**PASSAGE TO READ**:
Private well users, reimbursed by NH for PFAS remediation, are being taxed on it
Widespread confusion persists on taxable rebates
Hundreds of private well users have been reimbursed by the state after spending their own dollars to remediate PFAS contamination. But when tax season rolled around this year, they were mailed 1099 forms, telling them the money they received is considered federal taxable income.
The tax forms caused widespread confusion. Laurene Allen, a co-founder of Merrimack Citizens for Clean Water who serves on the state PFAS Commission, said people were “definitely being blindsided,” because they weren’t informed during the process about the possibility of the rebates being taxable.
“The concept of receiving taxpayers’ dollars to pay for what we did not cause,” Allen said, “is simply wrong.”
Since New Hampshire launched its PFAS Rebate Program last July, 500 rebates have been issued to people with contaminated wells who either installed a treatment system or connected to public water, according to the Department of Environmental Services. When the 1099 forms were mailed to rebate recipients, many balked at the idea of reimbursed remediation funds as “income,” particularly because they’d initially paid out of their own pockets for contamination they didn’t cause.
A 1099 tax form is typically sent to individuals who received money from an entity that isn’t their employer. In this case, the state sent 1099-G forms to those who received PFAS rebates, categorizing them as “state grants” that need to be reported to the Internal Revenue Service, and possibly on a tax return.
State officials say they’re required to issue 1099 forms under federal law and that they’ve been clear in communicating that. But as rebate recipients seek further guidance, they say the state isn’t giving clear direction on what exactly to do with the 1099 “income.”
Michael Strand, a Bedford resident and citizen representative on the state PFAS Commission, called it “unacceptable” that individuals impacted by PFAS continue ending up with liability for contamination the state has attributed to a private company — “even if it’s only taxable liability (in this case).”
Saint-Gobain Performance Plastics reached an agreement with the state last year to permanently provide safe drinking water to more than 1,000 properties in five towns. Those utilizing the rebate program are not located in geographic areas agreed upon by the consent decree, and critics have argued the omission means the agreement doesn’t fully address the scope of PFAS contamination attributed, though not legally, to Saint-Gobain.
The PFAS Rebate Program is funded by settlement money as well as $5 million from the Drinking Water and Groundwater Trust Fund and $15 million in general funds appropriated by the Legislature.
The program provides one-time rebates for up to $5,000 for the installation of PFAS treatment or up to $10,000 for a service connection to a public water system. Treatment installations that took place after Sept. 30, 2019, are eligible for the program.
Recipients say state agencies have not been clear about the tax implications.
DES did not post public guidance on its website until after receiving several inquiries by the New Hampshire Bulletin that went unanswered starting March 9. The guidance that was posted on March 16 was from the Department of Administrative Services, telling people the state does not issue tax advice and that they should consult with their own tax advisers.
Asked further why DAS isn’t able to provide more clarity to residents, state comptroller Dana Call said the office issues 1099 forms for rebates every year, including solar grants and Covid-19 grant funding.

**SUPPLIED INFORMATION**:

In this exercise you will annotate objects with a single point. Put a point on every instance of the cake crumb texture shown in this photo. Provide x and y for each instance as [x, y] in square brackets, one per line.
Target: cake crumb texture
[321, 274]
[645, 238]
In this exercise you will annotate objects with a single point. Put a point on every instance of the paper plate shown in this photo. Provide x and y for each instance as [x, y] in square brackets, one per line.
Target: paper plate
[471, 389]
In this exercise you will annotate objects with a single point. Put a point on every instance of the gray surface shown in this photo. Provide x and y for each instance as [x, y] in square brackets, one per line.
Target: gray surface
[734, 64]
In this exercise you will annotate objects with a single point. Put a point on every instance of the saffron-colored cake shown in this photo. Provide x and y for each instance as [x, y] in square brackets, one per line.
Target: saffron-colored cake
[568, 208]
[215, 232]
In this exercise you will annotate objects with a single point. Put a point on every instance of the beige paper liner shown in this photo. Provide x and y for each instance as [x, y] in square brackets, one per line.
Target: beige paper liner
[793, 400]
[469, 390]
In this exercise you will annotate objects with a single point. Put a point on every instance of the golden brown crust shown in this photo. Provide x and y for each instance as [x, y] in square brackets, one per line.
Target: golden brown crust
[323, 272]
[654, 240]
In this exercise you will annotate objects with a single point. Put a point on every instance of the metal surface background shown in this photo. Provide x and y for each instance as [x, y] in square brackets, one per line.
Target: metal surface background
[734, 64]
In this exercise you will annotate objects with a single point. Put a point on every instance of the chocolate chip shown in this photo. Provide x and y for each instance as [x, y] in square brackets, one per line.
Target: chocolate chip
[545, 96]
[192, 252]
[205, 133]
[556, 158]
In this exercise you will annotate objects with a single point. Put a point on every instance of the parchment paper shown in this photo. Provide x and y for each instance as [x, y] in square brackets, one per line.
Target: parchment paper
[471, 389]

**THE TASK**: Say whether each statement below agrees with the article on PFAS rebates above. Answer yes or no for each, and quote the words from the article that decide it. 1. New Hampshire has issued 500 rebates since launching its PFAS Rebate Program. 2. The program offers up to $10,000 for installing PFAS treatment. 3. The guidance posted on March 16 gave residents specific tax advice.

**ANSWER BELOW**:
1. Yes: "Since New Hampshire launched its PFAS Rebate Program last July, 500 rebates have been issued to people with contaminated wells"
2. No: "The program provides one-time rebates for up to $5,000 for the installation of PFAS treatment or up to $10,000 for a service connection to a public water system."
3. No: "telling people the state does not issue tax advice and that they should consult with their own tax advisers."